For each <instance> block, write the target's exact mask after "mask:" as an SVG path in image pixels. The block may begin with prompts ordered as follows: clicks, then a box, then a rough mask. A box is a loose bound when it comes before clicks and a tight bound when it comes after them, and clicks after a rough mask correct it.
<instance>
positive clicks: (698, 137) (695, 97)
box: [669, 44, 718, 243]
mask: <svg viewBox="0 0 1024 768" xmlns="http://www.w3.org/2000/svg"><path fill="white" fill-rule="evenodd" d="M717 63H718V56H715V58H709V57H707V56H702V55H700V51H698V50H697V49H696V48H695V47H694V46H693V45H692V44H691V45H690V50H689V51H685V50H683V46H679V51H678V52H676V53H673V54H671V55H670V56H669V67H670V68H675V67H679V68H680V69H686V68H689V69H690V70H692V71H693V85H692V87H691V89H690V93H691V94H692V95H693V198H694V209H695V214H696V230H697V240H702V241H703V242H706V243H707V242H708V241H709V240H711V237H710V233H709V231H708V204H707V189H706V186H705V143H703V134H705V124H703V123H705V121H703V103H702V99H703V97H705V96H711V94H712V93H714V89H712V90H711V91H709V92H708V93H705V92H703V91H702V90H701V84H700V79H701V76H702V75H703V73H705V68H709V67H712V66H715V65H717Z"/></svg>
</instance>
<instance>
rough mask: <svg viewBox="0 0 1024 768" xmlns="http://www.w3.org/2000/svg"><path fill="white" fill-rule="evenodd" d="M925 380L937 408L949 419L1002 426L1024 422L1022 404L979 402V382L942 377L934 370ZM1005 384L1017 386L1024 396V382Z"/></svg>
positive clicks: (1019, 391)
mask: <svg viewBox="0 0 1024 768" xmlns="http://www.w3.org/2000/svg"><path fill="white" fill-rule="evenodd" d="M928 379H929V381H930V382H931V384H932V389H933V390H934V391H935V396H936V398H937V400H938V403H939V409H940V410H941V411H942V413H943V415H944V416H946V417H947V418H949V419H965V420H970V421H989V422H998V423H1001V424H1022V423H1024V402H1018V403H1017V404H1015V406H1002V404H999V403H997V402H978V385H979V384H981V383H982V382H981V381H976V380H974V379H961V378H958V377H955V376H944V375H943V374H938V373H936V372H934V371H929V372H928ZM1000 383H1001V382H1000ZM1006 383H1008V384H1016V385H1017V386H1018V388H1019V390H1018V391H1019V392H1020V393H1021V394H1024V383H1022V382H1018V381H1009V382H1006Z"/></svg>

• • • • •

PROBLEM REQUIREMENTS:
Reproduce all of the data above line for line, with no changes.

SOLVED EXERCISE:
For each <instance> block, write the target's exact mask after "mask:" as an SVG path in image pixels. The block may begin with prompts ordered as follows: clicks, then a box, then a rough mask. A box is a loose bound when it comes before clicks and a tight bound when it comes after them, and clicks after a rough mask correct it.
<instance>
positive clicks: (698, 137) (695, 97)
box: [669, 44, 718, 243]
mask: <svg viewBox="0 0 1024 768" xmlns="http://www.w3.org/2000/svg"><path fill="white" fill-rule="evenodd" d="M717 63H718V56H715V58H709V57H707V56H702V55H700V51H698V50H697V49H696V48H695V47H694V46H693V45H692V44H691V45H690V50H689V51H685V50H683V46H679V51H678V52H676V53H673V54H671V55H670V56H669V67H670V68H675V67H679V68H680V69H686V68H689V69H690V70H692V71H693V85H692V87H691V89H690V93H691V94H692V95H693V198H694V209H695V214H696V230H697V240H702V241H703V242H706V243H707V242H708V241H709V240H711V237H710V233H709V231H708V204H707V189H706V186H705V143H703V134H705V124H703V123H705V121H703V103H702V99H703V97H705V96H711V94H712V93H714V89H712V90H711V91H709V92H708V93H705V92H703V91H702V90H701V84H700V79H701V76H702V75H703V73H705V68H709V67H712V66H715V65H717Z"/></svg>
</instance>
<instance>
rough mask: <svg viewBox="0 0 1024 768" xmlns="http://www.w3.org/2000/svg"><path fill="white" fill-rule="evenodd" d="M925 380L937 408L949 419L1002 426L1024 422L1022 404L979 402V382L942 377L934 370ZM1005 384L1017 386L1024 396V382Z"/></svg>
positive clicks: (1019, 391)
mask: <svg viewBox="0 0 1024 768" xmlns="http://www.w3.org/2000/svg"><path fill="white" fill-rule="evenodd" d="M928 379H929V381H930V382H931V384H932V389H933V390H934V391H935V396H936V398H937V400H938V403H939V409H940V410H941V411H942V413H943V415H944V416H946V417H947V418H949V419H965V420H970V421H989V422H998V423H1001V424H1022V423H1024V402H1018V403H1017V404H1015V406H1002V404H999V403H997V402H978V385H979V384H981V383H982V382H981V381H976V380H974V379H961V378H958V377H955V376H944V375H943V374H938V373H936V372H934V371H929V372H928ZM1000 383H1001V382H1000ZM1006 383H1008V384H1016V385H1017V386H1018V388H1019V390H1018V391H1019V392H1020V393H1021V394H1024V383H1022V382H1018V381H1009V382H1006Z"/></svg>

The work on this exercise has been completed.